Objectif visé 1:
Réponds aux questions suivantes d'après l'extrait :
(a) Quel passage biblique l'auteur traduit-il au début ?
(b) Quel nom propre sert, selon l'auteur, à désigner l'ensemble de l'humanité ?
(c) Quelle mention est présentée comme spécifique à la création de l'homme ?
• • •
Commençons par rappeler le texte de Genèse 1.26-28, que je traduis ici le plus littéralement possible en notant certaines des difficultés de genre et de nombre :
« Et Elohim dit : Faisons l’homme à notre image, selon notre ressemblance, et qu’ils (pluriel) dominent sur les poissons de la mer, et sur les oiseaux des cieux, et sur le bétail, et sur toute la terre, et sur tout [animal] rampant qui rampe sur la terre. Et Dieu créa l’homme à son image ; il le (singulier) créa à l’image de Dieu ; il les (pluriel) créa mâle et femelle. Et Dieu les bénit ; et Dieu leur dit : Soyez féconds, multipliez-vous, remplissez la terre et assujettissez-là. Dominez sur les poissons de la mer, sur les oiseaux des cieux, et sur tout être vivant qui se meut sur la terre. »
L’Imago Dei établit d’emblée la distinction ontologique entre l’homme (j’utilise volontairement ici un langage non-inclusif pour rendre compte de l’usage du nom propre « Adam » pour désigner l’ensemble de l’humanité) et le règne animal. La nature précise de cette image de Dieu est l’objet de bien des débats : certains y voient une communication de la moralité ou de la sainteté de Dieu tandis que d’autres pensent qu’elle se manifeste dans le caractère rationnel de l’être humain, au travers de la conscience, de la créativité, etc. J’estime pour ma part que l’image de Dieu a sans doute une dimension holistique et qu’elle ne se limite pas à l’un de ces aspects particulier seulement.
L’homme est unique et il trouve son identité « au-dessus de lui », en Dieu, et non en bas sur terre au sein du règne animal. Plusieurs autres éléments viennent appuyer cette idée : (i) l’homme est directement créé par Dieu à l’instar des animaux qui « procèdent » de la terre (cf. v.24), (ii) il est appelé à exercer sa domination sur le règne animal (v.27), (iii) Dieu lui accorde sa bénédiction (il ne le fait pas pour les animaux de la terre) et il instaure un dialogue avec l’homme, et enfin (iv) la mention de l’altérité sexuelle mâle/femelle est spécifique à la création de l’homme.
• • •
Objectif visé 2: Reprends les lignes des données fournies, de celle qui contient « job | pin one point per instance of the ponytail » jusqu'à la fin, en remplaçant « single » par « flat » sans rien changer d'autre. Laisse les images de côté dans ta réponse.

Entrées d'identification d'emplacements
• • •
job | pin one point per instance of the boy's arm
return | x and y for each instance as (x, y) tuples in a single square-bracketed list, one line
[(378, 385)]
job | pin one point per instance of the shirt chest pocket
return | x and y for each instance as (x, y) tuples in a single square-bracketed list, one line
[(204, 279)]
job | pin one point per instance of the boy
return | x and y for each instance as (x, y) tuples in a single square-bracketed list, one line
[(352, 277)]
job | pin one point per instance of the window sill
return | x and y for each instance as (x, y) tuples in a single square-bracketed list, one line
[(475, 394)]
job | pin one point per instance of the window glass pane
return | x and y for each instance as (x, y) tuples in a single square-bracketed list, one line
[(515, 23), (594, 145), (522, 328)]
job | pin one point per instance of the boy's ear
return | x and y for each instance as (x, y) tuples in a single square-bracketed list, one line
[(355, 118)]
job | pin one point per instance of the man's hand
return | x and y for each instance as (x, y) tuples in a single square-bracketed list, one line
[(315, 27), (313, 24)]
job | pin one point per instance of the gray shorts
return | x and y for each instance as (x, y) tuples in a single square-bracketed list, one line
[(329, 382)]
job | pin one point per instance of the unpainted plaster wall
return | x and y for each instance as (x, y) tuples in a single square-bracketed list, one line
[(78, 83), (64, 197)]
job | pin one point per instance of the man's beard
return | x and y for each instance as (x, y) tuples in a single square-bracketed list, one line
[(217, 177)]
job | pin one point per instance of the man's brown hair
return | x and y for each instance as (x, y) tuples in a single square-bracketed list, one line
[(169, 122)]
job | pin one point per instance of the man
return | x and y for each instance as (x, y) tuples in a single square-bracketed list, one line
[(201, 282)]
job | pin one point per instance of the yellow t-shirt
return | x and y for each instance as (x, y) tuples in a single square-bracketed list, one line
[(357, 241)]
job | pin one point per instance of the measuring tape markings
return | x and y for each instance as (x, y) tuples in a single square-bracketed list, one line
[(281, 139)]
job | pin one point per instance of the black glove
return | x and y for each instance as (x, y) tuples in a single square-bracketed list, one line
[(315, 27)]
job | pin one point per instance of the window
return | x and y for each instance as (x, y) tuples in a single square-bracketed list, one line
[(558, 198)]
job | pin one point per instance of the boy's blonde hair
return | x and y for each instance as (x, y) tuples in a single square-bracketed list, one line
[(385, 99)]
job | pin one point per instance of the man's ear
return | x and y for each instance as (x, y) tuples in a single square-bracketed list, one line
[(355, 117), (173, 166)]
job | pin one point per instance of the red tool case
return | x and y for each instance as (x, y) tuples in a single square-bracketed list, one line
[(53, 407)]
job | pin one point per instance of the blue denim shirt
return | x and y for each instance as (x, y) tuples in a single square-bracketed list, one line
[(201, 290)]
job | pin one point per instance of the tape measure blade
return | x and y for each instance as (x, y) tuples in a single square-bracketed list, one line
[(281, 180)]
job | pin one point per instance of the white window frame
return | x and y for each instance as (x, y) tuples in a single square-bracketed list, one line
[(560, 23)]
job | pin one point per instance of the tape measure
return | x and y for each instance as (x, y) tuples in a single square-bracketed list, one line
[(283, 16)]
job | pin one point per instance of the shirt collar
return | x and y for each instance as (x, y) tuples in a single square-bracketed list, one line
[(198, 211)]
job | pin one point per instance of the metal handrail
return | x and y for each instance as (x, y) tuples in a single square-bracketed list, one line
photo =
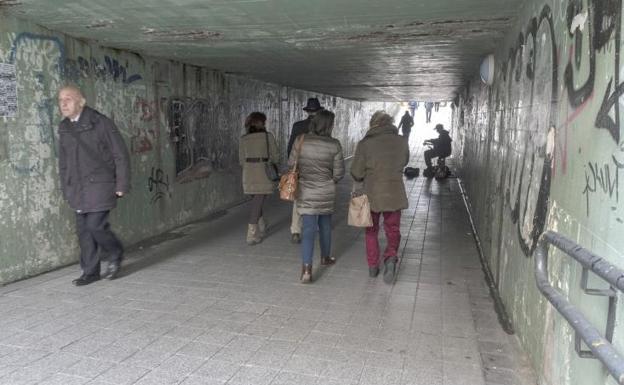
[(600, 347)]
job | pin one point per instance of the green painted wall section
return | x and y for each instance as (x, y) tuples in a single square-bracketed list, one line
[(180, 122), (541, 149)]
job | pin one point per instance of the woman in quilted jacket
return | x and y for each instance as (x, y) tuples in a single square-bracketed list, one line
[(321, 166)]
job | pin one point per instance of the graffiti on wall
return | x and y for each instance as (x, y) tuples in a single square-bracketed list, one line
[(597, 24), (528, 78), (158, 185), (201, 137), (526, 103), (45, 56), (108, 69), (603, 180)]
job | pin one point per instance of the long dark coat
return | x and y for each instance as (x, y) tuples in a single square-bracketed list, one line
[(300, 127), (93, 162)]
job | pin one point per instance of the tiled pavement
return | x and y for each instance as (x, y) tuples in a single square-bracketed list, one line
[(204, 308)]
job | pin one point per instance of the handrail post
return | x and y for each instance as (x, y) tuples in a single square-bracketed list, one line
[(599, 346)]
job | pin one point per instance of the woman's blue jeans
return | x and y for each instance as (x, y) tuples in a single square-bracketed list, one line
[(310, 224)]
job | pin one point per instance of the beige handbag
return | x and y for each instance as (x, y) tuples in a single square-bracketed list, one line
[(359, 212), (289, 181)]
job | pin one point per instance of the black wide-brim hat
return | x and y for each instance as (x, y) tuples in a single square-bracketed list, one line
[(313, 105)]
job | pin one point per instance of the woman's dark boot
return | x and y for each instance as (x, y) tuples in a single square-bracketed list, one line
[(306, 273)]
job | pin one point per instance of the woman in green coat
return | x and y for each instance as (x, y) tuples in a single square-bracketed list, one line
[(257, 147)]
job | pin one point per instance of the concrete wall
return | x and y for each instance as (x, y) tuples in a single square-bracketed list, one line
[(180, 122), (541, 150)]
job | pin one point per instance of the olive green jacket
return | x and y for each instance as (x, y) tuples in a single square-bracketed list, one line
[(254, 147), (379, 161)]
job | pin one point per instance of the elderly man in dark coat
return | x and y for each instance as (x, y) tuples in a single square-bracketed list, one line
[(301, 127), (94, 172)]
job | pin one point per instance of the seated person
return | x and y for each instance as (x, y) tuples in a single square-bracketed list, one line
[(441, 146)]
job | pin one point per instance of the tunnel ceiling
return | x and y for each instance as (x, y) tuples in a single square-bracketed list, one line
[(381, 50)]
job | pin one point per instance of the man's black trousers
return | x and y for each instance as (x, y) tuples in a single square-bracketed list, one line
[(94, 232)]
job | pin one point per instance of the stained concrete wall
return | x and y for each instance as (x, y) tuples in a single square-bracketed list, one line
[(180, 122), (541, 149)]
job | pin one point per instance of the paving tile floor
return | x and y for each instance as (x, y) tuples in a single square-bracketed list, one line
[(202, 307)]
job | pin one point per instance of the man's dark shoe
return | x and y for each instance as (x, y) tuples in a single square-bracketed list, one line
[(85, 280), (112, 271), (389, 269)]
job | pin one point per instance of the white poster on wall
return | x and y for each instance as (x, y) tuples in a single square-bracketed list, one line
[(8, 90)]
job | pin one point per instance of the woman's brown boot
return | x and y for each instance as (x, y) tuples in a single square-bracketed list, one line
[(328, 261), (306, 273), (253, 235)]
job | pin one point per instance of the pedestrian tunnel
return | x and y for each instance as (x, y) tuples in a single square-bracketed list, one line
[(527, 225)]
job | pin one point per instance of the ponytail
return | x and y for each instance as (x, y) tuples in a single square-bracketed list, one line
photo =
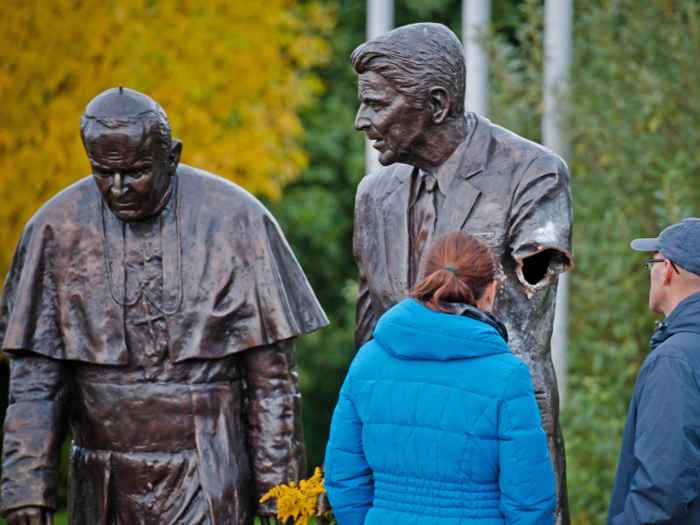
[(458, 268)]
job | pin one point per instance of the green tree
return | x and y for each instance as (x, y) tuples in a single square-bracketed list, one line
• • •
Résultat final 1:
(a) Genèse 1.26-28.
(b) Le nom propre « Adam ».
(c) La mention de l'altérité sexuelle mâle/femelle.

Résultat final 2:
job | pin one point per instance of the ponytail
return | x and y for each instance as (x, y) tuples in a flat square-bracketed list, one line
photo =
[(458, 268)]
job | pin one point per instance of the green tree
return | x and y for each instance as (x, y) tuples in a flat square-bracketed list, one line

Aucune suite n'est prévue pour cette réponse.